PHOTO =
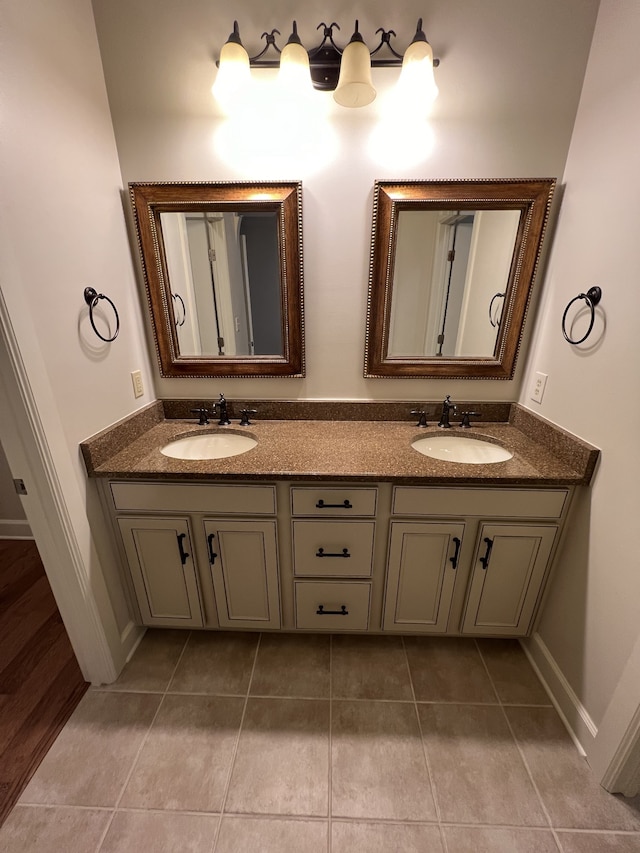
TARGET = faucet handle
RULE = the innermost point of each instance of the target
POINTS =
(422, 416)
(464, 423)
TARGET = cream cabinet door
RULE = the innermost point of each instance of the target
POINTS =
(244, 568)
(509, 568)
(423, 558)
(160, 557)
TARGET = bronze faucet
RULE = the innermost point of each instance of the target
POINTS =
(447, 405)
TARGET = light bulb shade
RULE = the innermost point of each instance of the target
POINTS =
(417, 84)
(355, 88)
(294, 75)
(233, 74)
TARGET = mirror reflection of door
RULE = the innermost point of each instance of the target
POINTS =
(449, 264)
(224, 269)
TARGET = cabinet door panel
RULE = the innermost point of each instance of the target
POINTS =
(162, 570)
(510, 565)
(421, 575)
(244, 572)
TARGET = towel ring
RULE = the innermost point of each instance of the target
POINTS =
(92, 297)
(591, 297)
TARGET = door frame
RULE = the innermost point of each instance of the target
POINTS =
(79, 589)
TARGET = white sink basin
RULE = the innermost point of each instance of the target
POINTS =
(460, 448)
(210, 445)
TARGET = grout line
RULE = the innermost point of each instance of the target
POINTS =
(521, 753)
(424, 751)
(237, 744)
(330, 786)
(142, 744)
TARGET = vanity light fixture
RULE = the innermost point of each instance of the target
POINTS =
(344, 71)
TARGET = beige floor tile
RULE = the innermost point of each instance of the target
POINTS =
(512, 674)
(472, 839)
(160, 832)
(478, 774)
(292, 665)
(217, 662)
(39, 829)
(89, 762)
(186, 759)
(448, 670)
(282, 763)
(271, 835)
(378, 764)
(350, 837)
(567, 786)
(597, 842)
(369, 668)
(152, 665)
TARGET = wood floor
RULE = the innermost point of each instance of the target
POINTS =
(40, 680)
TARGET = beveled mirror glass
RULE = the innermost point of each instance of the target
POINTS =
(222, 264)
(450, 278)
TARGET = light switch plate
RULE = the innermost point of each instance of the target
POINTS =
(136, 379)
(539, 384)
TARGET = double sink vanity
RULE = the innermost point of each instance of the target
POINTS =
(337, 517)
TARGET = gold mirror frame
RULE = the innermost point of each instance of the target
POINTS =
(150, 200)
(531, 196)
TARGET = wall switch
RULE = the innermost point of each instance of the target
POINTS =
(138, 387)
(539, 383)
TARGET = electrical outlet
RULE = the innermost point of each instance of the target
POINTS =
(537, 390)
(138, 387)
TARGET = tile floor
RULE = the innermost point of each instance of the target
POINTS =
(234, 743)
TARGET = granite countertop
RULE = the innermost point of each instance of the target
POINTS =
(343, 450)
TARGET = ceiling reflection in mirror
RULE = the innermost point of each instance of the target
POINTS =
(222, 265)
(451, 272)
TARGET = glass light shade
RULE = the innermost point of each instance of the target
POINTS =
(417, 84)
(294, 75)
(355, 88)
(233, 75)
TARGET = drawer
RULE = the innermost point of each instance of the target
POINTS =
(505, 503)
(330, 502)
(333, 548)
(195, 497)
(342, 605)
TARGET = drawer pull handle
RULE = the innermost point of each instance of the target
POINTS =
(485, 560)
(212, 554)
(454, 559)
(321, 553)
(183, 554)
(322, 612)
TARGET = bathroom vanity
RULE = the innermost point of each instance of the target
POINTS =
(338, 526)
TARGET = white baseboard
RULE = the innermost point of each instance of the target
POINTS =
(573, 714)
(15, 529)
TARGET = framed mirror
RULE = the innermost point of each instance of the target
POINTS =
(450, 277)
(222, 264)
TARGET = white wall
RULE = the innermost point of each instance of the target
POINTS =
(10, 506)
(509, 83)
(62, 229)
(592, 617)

※

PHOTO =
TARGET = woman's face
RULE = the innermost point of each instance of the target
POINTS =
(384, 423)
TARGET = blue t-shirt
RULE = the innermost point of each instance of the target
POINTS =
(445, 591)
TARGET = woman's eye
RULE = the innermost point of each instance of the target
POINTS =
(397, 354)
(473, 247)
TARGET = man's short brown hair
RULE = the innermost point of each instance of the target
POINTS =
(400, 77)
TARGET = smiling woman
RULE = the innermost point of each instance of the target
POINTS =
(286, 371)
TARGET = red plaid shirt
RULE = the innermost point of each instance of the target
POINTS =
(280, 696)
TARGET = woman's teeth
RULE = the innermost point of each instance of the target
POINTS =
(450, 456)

※

Problem description:
Display each line from the records above that contains the string "mirror".

Exercise result:
TARGET = mirror reflection of door
TARGET = beveled mirror glass
TARGET = gold mirror frame
TARGET = ceiling reflection in mirror
TARGET = framed mirror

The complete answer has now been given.